[Start of section]

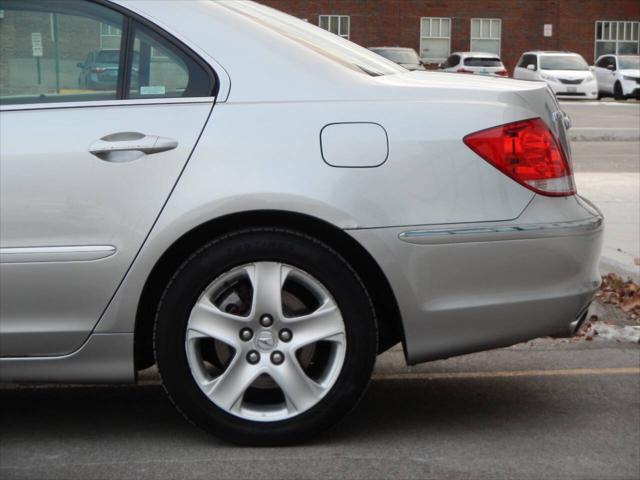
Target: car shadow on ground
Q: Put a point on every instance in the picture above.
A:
(408, 406)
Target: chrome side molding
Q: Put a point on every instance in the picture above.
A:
(495, 233)
(85, 253)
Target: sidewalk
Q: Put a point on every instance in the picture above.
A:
(606, 155)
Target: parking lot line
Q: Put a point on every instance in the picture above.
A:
(606, 104)
(516, 373)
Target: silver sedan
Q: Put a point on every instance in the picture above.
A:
(260, 207)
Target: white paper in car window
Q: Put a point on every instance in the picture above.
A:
(153, 90)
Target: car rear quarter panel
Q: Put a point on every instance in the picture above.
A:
(257, 156)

[End of section]

- THE PROBLEM -
Copy each line of the entries in which the string "Target" is found.

- ANSWER TO THE EXERCISE -
Target: car shadow on ground
Target: chrome side molding
Target: sidewalk
Target: parking lot line
Target: silver sedan
Target: white paper in car window
Target: car rear quarter panel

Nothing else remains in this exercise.